Exercise: Return each entry exactly, omitting nothing.

Point placement records:
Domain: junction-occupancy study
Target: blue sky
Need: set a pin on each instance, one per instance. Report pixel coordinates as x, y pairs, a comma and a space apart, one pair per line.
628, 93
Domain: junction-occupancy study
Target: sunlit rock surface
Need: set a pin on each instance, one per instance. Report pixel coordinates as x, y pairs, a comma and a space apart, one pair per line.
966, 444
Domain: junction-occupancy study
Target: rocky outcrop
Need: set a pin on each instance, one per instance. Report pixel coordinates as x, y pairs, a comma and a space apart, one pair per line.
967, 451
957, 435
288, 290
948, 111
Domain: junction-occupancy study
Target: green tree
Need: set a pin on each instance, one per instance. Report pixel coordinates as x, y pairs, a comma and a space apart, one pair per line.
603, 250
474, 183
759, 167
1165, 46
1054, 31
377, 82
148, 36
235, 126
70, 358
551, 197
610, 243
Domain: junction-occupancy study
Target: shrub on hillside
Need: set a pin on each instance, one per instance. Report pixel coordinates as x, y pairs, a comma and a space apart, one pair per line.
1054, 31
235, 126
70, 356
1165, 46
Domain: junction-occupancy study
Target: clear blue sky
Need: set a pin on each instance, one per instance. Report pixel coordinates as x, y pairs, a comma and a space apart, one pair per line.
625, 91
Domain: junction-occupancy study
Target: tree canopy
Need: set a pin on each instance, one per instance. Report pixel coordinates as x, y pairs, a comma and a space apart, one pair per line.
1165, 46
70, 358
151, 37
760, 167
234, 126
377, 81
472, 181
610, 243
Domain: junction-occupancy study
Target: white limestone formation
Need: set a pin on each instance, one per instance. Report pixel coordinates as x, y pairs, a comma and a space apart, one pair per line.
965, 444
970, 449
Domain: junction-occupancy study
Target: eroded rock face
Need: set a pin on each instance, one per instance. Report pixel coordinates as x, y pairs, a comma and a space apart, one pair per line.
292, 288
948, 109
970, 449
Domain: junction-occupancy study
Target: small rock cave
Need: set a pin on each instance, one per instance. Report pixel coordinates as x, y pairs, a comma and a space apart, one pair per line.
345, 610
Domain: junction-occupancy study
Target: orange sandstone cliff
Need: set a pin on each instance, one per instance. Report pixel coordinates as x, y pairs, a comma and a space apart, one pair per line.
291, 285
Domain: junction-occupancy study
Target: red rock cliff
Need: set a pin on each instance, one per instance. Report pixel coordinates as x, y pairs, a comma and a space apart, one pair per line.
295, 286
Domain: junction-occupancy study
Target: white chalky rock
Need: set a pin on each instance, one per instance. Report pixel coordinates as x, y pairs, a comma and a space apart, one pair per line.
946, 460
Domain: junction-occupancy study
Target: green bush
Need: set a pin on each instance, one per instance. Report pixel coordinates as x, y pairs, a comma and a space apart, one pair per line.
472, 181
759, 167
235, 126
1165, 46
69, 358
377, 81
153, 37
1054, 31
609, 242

Solution for this exercise:
Domain: junction-occupancy study
Target: blue sky
Need: set a pin on each instance, one per instance. Report pixel coordinates as x, y pairs, a comma and a space apart, one pair per line.
628, 93
Domain: junction-occupancy study
Target: sunlit rock surface
Need: set a pin on each instance, one per instance. Report pixel coordinates as x, y pairs, a comma and a space apart, one pair per line.
966, 444
Domain: junction-occupancy study
Target: rocky outcrop
Need: set a pin on each instance, one per instance. Report pixel coordinates as x, y pairs, a comma and a space apart, one pair per line.
967, 451
957, 435
288, 290
948, 111
Domain: junction-occupancy study
Target: green tree
Need: set a pin on each instance, one per instance. Report pixel coordinates as x, y pairs, a comma and a space apart, one pair per line.
603, 250
474, 183
759, 167
1165, 46
1054, 31
377, 82
148, 36
235, 126
70, 358
551, 197
610, 243
Domain: junction-occupancy study
Target: shrub on hillside
Need: set a pin on each instance, one per instance. Report pixel coordinates as x, y pairs, a comma and a space apart, one pair per line.
1054, 31
235, 126
70, 356
1165, 46
Domain: junction-occupancy study
Target: clear blue sky
Need: set a pin on each instance, one per instance. Report pixel coordinates as x, y pairs, a comma and a space apart, one pair per line.
625, 91
Domain: junction-occupancy study
Target: tree canopy
Need: set a pin on each instance, one per instance. Report pixel coordinates as x, y pairs, a comma and a space apart, one pair per line.
1165, 46
70, 358
151, 37
760, 167
234, 126
377, 81
472, 181
610, 243
Domain: junction-occupancy study
Target: white limestone formation
Need: set a pin on each instance, one per instance. Report pixel coordinates as x, y pairs, a comma and a space apart, one pair per line.
965, 444
970, 449
Domain: junction-occupancy study
Target: eroded rock face
Need: set a pin on each instance, one per instance. Report pixel coordinates as x, y pairs, a comma and a space apart, one pair per line.
292, 288
948, 109
970, 449
Domain: junction-occupancy study
Target: small rock cave
Need: set a pin on each instance, one per instance. Report pixel coordinates as x, y pairs, a comma and a space apart, one pair per line.
345, 610
Domain: junction-occupancy study
Target: orange sandstone cliff
Need: set a pin on each instance, one per instance. Report pixel coordinates as x, y pairs, a comma and a space apart, one pair per line.
291, 285
Domain: junction-occupancy study
Target: red rock cliff
Need: set a pin on each instance, one per instance. Report pixel coordinates as x, y pairs, a comma and a space apart, one pair per line.
295, 286
Domain: junction-occupancy study
Target: white chalky rock
Need: set a pin on each instance, one per instance. Report pixel coordinates as x, y pairs, a comma and a space apart, one pair per line.
946, 460
Domain: junction-occupancy study
Target: green bush
Need: set a pin on each instance, one per instance. Report pixel coordinates as x, y pairs, a comma and a space apart, one pair per line.
472, 181
759, 167
235, 126
1165, 46
69, 358
377, 81
153, 37
1054, 31
609, 242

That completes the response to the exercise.